However, I appreciate that, in the draft valuations that the assessor has put forward, there have been some significantly higher valuations. We have been engaging with Scottish Renewables and the industry on that, and we have also been feeding that into Mr Mackay. I know that he is listening carefully to those concerns, and I hope that we will be able to address them in due course.
We are encouraging any business, regardless of whether it is in renewables or in the wider economy, to take advantage of the appeal process that will be available to it between the issuing of the finalised valuations in the middle of March and September. We encourage any business that believes that it has been treated unfairly in the valuation to take advantage of the ability to appeal to the assessor. Where the assessor has used estimates to reach a valuation, we encourage businesses to use actual data for their project, perhaps to demonstrate that there has been an overvaluation of the asset.
I hope that there is a positive option in the pre-existing appeal process, but I also hope that we are demonstrating that we are a listening Government that is listening to the industry, and that that will help to alleviate concerns in the area.
As these projects tend to cover large areas and have a large footprint, they are more likely to be covered by the large business supplement. Is it fair for renewables companies to be subject to a tax that is, in effect, double the tax elsewhere in the UK?

------------------------------------

-- Request 1 --
Please extract the listing from its first line through the line containing "x=452, y=149", both included, and repeat those lines exactly.

------------------------------------

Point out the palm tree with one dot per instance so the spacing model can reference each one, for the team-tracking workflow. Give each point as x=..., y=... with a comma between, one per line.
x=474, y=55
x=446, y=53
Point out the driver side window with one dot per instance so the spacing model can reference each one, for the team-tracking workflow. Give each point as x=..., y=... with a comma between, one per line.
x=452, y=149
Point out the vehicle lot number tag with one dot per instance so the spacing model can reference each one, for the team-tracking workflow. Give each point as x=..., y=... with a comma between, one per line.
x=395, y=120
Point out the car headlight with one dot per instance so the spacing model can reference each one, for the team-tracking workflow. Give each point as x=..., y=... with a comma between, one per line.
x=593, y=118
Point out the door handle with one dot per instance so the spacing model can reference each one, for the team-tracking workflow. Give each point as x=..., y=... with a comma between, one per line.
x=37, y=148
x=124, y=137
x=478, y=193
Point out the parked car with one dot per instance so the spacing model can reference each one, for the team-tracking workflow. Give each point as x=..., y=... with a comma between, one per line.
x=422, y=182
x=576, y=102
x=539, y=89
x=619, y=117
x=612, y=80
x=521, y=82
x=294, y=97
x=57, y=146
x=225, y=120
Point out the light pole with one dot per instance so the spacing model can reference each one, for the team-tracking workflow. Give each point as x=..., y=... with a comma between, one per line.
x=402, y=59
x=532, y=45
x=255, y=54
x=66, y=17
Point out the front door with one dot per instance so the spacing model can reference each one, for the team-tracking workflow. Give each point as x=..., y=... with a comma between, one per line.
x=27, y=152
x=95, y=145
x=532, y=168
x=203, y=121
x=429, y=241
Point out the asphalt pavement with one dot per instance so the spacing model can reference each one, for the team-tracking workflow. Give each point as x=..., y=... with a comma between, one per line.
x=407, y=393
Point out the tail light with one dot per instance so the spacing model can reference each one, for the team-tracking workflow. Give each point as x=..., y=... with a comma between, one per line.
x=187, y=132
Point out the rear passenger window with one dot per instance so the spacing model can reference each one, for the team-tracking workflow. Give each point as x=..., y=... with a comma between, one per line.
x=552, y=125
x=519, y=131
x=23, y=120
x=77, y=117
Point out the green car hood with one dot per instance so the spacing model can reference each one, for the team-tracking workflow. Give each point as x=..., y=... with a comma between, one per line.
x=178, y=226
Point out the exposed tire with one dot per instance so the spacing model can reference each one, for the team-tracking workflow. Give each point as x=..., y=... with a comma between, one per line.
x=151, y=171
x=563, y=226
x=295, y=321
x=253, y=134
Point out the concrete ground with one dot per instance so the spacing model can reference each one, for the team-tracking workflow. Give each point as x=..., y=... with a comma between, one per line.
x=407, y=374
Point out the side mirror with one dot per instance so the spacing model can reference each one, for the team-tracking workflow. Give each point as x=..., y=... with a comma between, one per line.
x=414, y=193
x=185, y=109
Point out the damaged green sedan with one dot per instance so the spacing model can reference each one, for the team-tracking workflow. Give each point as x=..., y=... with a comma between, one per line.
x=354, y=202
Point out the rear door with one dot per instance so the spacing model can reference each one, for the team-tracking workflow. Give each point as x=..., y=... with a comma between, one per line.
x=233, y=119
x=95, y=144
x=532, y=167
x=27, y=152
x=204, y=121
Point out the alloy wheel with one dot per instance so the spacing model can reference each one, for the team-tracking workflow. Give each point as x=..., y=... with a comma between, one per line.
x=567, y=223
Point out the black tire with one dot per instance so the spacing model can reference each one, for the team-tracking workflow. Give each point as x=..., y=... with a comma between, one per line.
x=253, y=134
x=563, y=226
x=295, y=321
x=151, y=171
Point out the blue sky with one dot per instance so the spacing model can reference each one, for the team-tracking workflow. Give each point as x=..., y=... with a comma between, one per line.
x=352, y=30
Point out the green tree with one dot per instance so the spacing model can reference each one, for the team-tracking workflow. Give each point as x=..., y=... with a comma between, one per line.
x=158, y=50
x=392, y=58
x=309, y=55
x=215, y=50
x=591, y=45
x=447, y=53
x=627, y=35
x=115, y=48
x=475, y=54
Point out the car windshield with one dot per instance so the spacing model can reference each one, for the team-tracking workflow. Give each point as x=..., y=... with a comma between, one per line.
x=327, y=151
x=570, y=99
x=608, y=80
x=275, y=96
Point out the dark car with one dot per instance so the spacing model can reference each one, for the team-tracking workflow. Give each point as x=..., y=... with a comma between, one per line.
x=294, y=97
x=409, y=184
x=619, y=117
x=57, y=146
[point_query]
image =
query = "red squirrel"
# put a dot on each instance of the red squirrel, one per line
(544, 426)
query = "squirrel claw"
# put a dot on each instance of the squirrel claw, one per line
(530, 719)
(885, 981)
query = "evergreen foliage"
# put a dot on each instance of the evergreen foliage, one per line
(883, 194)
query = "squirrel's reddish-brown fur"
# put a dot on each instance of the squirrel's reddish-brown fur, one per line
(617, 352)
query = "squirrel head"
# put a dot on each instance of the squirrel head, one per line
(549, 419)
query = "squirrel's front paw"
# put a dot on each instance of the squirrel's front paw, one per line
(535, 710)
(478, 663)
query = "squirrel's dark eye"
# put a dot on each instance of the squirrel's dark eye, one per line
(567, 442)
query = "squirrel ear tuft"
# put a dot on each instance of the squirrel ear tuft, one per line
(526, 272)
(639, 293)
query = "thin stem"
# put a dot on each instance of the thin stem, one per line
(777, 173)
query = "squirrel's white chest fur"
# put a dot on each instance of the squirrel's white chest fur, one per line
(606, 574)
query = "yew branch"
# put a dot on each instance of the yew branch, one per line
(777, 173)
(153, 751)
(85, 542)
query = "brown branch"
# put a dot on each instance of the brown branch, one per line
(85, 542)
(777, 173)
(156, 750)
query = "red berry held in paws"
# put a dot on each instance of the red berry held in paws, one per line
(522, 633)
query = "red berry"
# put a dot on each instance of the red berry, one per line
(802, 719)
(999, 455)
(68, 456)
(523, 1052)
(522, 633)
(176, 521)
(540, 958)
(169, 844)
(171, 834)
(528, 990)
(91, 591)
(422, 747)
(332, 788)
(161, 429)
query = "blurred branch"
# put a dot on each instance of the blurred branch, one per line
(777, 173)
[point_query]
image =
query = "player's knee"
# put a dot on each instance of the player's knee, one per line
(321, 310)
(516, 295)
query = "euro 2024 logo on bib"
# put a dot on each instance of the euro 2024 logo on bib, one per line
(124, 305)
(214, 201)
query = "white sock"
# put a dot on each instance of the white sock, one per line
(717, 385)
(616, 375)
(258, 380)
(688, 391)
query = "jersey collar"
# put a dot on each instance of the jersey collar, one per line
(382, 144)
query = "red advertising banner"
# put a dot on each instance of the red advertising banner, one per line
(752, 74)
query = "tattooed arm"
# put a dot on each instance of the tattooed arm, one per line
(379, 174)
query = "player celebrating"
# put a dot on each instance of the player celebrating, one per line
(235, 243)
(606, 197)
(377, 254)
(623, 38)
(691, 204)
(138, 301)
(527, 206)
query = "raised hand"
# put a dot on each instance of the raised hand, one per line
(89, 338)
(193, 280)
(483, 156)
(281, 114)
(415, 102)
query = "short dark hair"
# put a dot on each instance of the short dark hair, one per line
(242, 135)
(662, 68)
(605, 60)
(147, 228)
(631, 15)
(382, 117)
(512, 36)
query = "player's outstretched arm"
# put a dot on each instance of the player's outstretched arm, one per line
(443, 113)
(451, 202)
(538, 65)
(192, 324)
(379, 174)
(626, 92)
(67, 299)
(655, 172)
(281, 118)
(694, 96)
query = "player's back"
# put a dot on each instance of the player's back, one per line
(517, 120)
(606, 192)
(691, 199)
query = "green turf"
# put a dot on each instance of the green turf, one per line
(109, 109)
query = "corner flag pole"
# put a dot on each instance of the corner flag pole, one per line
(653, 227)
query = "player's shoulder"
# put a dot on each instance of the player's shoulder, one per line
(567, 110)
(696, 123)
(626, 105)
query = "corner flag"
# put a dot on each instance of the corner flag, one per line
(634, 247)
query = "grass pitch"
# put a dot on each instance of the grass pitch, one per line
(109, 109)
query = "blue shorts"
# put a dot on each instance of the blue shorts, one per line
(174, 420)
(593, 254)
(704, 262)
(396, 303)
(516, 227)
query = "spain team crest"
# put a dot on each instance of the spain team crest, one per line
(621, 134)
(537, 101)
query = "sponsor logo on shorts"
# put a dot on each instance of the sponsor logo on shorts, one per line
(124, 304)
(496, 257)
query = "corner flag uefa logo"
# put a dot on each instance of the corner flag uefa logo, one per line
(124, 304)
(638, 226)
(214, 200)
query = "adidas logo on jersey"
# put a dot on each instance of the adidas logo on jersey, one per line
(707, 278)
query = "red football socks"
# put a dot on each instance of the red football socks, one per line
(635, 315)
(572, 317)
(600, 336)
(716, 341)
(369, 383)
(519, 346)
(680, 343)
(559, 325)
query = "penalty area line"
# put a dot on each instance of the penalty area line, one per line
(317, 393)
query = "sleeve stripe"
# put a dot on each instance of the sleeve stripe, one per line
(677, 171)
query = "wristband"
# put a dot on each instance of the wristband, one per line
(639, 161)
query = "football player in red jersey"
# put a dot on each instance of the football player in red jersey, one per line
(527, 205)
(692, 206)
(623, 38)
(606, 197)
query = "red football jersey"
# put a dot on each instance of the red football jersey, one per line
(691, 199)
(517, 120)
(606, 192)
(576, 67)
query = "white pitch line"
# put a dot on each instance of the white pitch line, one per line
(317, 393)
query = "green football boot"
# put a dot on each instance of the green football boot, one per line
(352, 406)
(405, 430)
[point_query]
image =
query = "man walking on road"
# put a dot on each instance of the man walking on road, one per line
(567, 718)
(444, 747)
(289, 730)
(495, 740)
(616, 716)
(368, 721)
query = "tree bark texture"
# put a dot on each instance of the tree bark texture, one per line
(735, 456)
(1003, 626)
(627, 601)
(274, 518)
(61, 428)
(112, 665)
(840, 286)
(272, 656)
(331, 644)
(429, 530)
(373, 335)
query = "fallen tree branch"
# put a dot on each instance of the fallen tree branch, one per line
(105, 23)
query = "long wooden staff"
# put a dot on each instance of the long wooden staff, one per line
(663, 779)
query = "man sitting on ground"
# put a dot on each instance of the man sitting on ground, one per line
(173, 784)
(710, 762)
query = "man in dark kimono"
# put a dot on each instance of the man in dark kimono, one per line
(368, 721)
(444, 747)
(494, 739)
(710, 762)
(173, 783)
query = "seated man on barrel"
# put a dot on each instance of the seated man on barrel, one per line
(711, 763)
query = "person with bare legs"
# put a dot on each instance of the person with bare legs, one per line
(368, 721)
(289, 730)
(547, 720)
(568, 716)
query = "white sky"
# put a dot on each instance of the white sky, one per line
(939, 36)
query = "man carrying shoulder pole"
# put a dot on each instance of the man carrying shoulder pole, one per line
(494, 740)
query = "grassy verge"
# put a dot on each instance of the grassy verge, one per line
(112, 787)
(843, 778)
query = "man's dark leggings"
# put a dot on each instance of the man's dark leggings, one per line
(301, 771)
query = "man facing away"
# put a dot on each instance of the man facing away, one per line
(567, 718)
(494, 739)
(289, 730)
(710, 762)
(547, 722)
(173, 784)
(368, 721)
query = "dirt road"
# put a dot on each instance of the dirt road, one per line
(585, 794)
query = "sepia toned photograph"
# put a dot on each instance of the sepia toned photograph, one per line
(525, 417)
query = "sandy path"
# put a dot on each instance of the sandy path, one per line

------------------------------------

-- Request 2 --
Name every person, organization and country mentioned by name in the passage on renewables valuations.

-- Correct result 1 --
Point out the palm tree with one dot per instance so the spacing model can reference each one, for the team-tracking workflow. Give each point as x=..., y=... with a comma between, one per line.
x=474, y=55
x=446, y=53
Point out the driver side window with one dot per instance so the spacing model can reference each one, for the team-tracking workflow. Give each point as x=..., y=... with a comma between, one per line.
x=452, y=149

-- Correct result 2 --
Scottish Renewables
Mr Mackay
UK